Task statement: Report how many lines in the records that follow have the word "loose" in them, giving the number and nothing more.

Start of Block

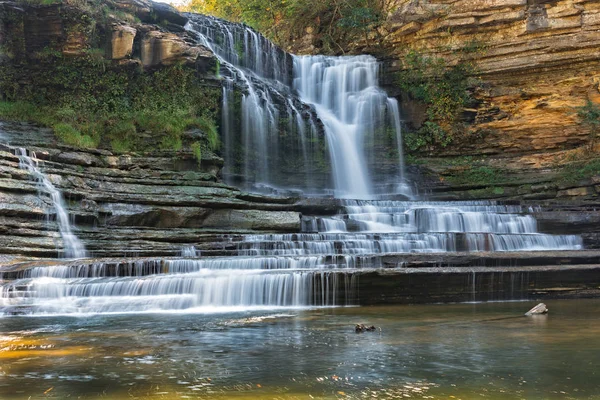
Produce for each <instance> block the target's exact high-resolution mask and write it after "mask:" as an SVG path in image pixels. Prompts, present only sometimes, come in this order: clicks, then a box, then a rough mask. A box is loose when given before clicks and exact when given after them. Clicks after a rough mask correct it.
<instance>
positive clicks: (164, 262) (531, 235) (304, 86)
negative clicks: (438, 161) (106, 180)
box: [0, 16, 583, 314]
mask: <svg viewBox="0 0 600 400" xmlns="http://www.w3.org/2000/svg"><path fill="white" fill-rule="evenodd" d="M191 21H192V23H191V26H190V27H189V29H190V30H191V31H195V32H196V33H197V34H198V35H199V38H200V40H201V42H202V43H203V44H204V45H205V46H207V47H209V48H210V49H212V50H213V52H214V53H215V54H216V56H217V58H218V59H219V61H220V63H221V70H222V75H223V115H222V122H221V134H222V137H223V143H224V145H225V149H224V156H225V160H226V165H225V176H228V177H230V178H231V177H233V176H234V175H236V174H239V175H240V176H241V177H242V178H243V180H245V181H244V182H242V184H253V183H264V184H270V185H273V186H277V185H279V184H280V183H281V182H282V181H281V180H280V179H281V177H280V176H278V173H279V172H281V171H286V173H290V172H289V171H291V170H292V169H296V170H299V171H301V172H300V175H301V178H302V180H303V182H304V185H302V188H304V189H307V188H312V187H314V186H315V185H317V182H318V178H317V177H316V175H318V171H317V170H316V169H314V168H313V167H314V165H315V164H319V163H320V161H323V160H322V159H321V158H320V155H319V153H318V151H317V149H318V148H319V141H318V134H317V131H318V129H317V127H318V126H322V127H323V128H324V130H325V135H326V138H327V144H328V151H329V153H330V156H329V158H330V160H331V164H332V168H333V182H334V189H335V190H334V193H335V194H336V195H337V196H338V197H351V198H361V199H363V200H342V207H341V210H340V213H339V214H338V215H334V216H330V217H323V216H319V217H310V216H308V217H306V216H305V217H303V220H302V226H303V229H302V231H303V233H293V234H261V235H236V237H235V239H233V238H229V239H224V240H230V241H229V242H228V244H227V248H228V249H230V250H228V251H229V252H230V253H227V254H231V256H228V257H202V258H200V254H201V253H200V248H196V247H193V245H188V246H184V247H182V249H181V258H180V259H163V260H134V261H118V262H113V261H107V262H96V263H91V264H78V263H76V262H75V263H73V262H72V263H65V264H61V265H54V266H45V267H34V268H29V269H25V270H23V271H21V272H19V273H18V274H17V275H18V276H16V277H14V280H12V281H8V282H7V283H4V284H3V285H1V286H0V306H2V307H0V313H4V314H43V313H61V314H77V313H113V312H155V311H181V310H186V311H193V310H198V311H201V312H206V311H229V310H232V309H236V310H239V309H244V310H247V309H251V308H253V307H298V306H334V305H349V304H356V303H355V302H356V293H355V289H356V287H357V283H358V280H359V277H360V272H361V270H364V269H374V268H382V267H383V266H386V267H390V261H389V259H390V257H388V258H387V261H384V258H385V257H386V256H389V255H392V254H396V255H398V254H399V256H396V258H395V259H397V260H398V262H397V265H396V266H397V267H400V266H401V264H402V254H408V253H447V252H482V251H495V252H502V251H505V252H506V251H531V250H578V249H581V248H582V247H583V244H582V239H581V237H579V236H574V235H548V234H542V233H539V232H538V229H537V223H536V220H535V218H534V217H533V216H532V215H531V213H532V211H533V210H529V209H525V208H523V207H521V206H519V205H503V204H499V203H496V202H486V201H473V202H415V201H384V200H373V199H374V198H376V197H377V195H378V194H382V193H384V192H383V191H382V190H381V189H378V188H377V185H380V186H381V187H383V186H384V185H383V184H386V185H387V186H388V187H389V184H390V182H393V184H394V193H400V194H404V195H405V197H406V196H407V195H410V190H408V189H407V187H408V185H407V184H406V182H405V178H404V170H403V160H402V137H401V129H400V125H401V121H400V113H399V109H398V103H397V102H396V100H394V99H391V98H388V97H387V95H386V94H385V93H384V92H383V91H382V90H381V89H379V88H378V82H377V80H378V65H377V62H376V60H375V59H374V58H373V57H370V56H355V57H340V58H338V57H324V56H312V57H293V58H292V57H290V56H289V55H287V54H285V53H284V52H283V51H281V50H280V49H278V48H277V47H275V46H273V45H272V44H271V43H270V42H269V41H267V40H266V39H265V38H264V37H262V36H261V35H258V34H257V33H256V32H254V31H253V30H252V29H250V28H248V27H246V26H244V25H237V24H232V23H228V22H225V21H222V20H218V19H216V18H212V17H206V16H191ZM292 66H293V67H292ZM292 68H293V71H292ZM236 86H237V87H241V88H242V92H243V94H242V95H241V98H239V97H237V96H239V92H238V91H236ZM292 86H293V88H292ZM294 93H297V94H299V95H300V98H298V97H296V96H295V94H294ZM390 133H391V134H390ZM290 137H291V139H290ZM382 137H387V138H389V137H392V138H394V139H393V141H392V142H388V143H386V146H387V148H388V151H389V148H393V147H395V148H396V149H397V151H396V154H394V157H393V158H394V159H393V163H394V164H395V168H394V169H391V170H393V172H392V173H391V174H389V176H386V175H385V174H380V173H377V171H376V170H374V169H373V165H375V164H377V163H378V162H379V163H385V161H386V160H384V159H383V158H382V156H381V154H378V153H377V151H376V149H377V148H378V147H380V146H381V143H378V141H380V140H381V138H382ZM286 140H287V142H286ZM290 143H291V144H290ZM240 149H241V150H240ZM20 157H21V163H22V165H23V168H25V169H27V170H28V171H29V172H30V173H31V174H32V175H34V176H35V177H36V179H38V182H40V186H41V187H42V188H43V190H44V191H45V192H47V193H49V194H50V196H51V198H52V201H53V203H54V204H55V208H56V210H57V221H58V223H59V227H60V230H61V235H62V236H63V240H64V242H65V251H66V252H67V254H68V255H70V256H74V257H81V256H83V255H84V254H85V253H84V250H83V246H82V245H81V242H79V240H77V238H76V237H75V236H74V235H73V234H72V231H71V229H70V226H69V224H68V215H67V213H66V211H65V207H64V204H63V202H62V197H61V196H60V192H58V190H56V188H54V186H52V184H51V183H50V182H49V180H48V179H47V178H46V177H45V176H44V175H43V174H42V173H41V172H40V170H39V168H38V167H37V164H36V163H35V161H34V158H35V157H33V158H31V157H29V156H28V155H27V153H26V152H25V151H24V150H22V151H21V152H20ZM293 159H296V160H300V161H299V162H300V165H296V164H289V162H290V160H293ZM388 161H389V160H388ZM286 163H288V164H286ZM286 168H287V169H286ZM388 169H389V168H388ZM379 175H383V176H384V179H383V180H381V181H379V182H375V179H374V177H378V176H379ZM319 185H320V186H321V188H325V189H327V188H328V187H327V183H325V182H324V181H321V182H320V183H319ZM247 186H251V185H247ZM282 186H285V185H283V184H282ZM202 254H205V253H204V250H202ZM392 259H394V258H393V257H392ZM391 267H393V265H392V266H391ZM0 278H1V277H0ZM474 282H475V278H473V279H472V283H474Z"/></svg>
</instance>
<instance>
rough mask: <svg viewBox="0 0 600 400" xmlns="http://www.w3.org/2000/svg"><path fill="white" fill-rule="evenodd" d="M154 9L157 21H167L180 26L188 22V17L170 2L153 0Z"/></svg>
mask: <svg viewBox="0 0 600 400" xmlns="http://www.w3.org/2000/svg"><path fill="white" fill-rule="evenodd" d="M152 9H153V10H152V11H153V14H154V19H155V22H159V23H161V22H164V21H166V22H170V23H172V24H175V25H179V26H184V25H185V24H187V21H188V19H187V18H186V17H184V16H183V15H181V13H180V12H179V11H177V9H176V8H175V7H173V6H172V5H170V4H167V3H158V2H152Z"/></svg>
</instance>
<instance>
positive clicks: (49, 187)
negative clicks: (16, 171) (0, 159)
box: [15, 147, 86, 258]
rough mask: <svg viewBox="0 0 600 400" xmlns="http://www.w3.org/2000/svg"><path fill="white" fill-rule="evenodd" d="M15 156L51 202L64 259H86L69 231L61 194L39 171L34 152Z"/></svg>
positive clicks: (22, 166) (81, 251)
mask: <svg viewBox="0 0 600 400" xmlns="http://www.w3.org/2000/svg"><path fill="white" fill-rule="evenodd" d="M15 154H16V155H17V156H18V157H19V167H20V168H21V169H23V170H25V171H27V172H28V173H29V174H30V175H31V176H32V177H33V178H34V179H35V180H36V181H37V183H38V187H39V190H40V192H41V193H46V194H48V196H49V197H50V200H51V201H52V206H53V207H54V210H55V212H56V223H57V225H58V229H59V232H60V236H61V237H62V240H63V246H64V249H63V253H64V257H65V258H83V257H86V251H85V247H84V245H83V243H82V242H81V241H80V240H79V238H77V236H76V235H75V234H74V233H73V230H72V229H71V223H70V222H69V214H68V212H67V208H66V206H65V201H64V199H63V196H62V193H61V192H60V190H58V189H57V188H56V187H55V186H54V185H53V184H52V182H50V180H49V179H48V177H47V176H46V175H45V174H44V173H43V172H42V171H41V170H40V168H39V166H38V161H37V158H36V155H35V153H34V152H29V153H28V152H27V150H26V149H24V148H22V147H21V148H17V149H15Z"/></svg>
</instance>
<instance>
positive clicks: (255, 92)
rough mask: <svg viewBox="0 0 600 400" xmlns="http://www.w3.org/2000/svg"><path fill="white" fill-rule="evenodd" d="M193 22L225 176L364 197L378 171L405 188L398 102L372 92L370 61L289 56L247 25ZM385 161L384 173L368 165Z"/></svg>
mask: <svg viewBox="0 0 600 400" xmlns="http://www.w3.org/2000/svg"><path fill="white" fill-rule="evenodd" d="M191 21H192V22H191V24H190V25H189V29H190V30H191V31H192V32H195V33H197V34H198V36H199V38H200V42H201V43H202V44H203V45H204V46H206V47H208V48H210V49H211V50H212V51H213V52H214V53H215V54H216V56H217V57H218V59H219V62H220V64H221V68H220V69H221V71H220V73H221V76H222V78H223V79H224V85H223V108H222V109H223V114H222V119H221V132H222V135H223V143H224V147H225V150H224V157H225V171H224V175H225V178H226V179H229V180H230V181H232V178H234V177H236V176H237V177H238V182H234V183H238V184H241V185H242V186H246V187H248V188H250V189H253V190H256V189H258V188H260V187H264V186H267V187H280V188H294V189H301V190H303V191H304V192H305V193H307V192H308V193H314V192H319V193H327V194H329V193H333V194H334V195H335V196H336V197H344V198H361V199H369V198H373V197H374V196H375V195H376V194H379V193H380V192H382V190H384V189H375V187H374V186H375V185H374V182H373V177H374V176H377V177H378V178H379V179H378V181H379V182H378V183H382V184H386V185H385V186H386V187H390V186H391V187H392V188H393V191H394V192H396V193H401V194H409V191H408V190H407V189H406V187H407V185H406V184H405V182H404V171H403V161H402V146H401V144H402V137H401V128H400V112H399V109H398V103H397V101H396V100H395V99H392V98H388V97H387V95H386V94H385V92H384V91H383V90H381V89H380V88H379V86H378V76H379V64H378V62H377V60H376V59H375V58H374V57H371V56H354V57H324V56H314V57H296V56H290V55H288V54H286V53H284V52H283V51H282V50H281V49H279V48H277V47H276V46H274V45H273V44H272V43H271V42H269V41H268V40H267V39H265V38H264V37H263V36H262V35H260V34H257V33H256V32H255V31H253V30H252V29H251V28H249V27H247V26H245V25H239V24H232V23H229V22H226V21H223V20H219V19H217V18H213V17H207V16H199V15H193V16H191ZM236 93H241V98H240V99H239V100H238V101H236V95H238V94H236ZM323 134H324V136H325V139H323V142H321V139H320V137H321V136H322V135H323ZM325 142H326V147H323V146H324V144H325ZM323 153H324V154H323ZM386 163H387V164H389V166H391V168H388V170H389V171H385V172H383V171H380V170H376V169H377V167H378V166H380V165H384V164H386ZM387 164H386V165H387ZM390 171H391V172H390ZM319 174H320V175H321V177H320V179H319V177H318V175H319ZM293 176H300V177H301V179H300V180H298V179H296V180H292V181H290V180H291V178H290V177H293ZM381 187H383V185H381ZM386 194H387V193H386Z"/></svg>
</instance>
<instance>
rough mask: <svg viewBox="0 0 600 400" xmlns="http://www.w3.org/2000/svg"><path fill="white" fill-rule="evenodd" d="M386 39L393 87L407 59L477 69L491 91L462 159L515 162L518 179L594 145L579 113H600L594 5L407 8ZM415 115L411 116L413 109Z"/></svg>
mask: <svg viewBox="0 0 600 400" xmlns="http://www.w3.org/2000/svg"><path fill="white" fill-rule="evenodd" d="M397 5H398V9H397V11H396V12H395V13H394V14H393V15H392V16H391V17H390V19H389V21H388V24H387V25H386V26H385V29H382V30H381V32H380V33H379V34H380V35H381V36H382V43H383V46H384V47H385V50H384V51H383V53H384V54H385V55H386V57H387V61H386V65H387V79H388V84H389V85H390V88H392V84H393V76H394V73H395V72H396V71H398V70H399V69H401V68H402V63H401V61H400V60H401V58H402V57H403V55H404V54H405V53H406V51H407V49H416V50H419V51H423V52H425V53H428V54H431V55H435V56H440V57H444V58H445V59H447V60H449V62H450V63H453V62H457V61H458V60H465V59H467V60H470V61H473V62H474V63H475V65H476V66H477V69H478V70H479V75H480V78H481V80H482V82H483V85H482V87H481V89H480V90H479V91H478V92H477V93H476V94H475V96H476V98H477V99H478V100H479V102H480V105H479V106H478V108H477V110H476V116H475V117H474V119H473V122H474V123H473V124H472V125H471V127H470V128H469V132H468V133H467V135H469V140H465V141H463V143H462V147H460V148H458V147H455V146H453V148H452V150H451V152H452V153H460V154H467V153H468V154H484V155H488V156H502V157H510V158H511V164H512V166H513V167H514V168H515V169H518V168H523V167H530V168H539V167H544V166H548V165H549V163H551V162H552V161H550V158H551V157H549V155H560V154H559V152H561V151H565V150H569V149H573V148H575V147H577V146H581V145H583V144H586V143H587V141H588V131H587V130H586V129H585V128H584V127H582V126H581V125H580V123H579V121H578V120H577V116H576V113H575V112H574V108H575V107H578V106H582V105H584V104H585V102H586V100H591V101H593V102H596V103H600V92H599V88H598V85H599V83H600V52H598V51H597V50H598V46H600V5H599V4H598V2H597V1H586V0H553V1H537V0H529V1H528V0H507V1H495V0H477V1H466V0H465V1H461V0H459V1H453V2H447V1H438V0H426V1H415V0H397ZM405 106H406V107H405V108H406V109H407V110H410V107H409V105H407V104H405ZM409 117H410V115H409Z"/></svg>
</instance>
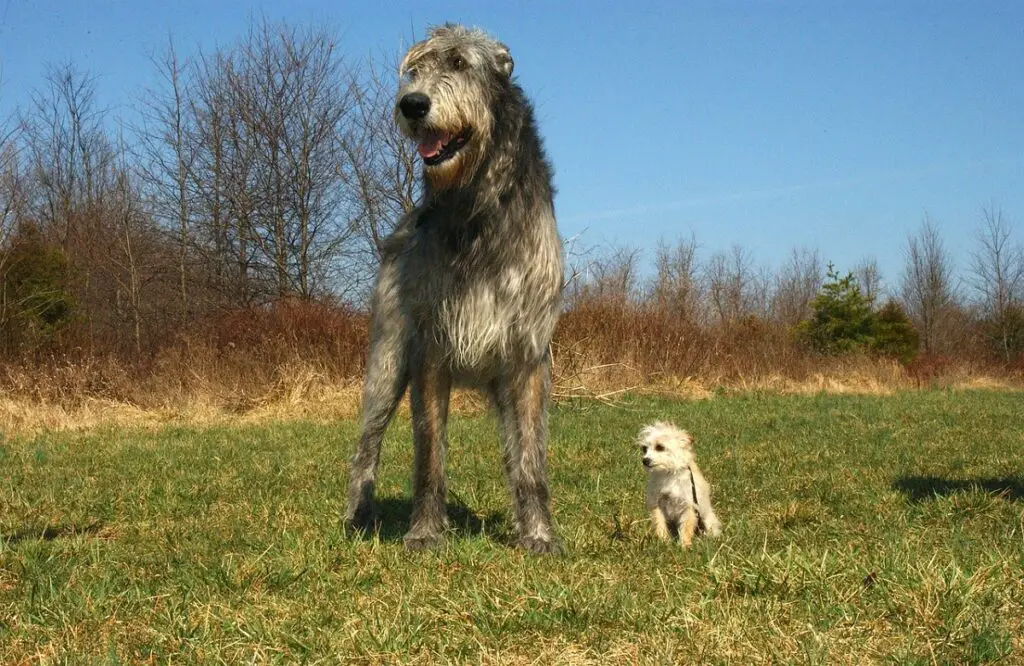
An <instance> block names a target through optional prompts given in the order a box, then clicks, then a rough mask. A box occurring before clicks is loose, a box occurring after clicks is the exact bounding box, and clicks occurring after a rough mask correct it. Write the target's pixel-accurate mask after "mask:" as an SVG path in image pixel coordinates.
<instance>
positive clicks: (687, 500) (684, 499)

End of Block

Answer below: 2